What is required:
Recast the records below as a JSON list of strings, with each line as its own string and blank lines omitted.

[Point annotation dataset records]
═══
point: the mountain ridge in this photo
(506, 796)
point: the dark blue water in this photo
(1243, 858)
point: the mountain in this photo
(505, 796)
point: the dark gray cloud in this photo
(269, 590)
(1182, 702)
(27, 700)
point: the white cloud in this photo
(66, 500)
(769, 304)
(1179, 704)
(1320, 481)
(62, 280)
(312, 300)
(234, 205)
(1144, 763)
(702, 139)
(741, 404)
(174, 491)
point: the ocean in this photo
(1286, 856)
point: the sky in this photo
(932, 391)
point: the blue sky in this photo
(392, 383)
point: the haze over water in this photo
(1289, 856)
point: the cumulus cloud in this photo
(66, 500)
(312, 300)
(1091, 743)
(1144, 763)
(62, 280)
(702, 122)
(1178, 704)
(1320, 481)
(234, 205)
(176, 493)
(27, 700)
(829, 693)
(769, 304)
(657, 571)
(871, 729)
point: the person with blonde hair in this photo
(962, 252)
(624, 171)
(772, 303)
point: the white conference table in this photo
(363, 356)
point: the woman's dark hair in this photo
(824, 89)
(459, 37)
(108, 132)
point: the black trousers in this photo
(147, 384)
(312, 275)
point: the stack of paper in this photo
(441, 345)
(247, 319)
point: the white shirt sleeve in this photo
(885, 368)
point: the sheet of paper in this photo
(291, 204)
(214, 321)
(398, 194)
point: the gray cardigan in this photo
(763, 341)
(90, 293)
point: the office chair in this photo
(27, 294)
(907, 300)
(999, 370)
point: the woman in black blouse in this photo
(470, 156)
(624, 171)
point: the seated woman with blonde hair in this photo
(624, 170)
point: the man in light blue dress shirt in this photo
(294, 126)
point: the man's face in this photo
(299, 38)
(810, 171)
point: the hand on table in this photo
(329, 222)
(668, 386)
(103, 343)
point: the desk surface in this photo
═══
The answer:
[
  "point: the mountain ridge in this photo",
  "(506, 796)",
  "point: the dark blue water in this photo",
  "(1243, 858)",
  "point: the mountain in this photo",
  "(505, 796)",
  "point: the dark gray cloud in this photo",
  "(269, 590)",
  "(1182, 702)",
  "(27, 700)",
  "point: the white cloud in this photo",
  "(66, 500)",
  "(769, 304)",
  "(1179, 704)",
  "(1320, 481)",
  "(62, 280)",
  "(312, 300)",
  "(234, 205)",
  "(1144, 763)",
  "(702, 139)",
  "(741, 404)",
  "(174, 491)",
  "point: the ocean in this photo",
  "(1286, 856)",
  "point: the sky in this photo",
  "(932, 391)",
  "point: the blue sky in this photo",
  "(392, 383)",
  "point: the haze over water in this photo",
  "(1289, 856)",
  "point: the cumulus cloud in this photo",
  "(66, 500)",
  "(312, 300)",
  "(1091, 743)",
  "(1144, 763)",
  "(62, 280)",
  "(702, 122)",
  "(1178, 704)",
  "(1320, 481)",
  "(234, 205)",
  "(176, 493)",
  "(27, 700)",
  "(829, 693)",
  "(769, 304)",
  "(657, 571)",
  "(871, 729)",
  "point: the person with blonde hair in this photo",
  "(962, 252)",
  "(624, 171)",
  "(772, 303)",
  "point: the white conference table in this photo",
  "(363, 356)",
  "point: the woman's dark hair in this photo",
  "(824, 89)",
  "(459, 37)",
  "(108, 132)",
  "point: the black trousers in this photo",
  "(147, 384)",
  "(312, 275)",
  "point: the stack of paper in this photo",
  "(441, 345)",
  "(247, 319)",
  "point: the white shirt sleeve in this photo",
  "(885, 368)",
  "point: the sheet of paper in this photo",
  "(291, 204)",
  "(214, 321)",
  "(398, 194)",
  "point: the gray cardigan in this photo",
  "(763, 341)",
  "(90, 293)",
  "point: the office chair in this photo",
  "(27, 294)",
  "(907, 300)",
  "(999, 370)",
  "point: the woman in black blouse in this photo",
  "(470, 156)",
  "(624, 171)",
  "point: the seated woman with blonde hair in this photo",
  "(624, 170)",
  "point: the man in light blue dress shirt in this photo",
  "(294, 126)",
  "point: the man's face in this photo",
  "(299, 38)",
  "(810, 171)",
  "point: the hand on table in this photo",
  "(329, 222)",
  "(668, 386)",
  "(103, 343)",
  "point: the desk surface in this photo"
]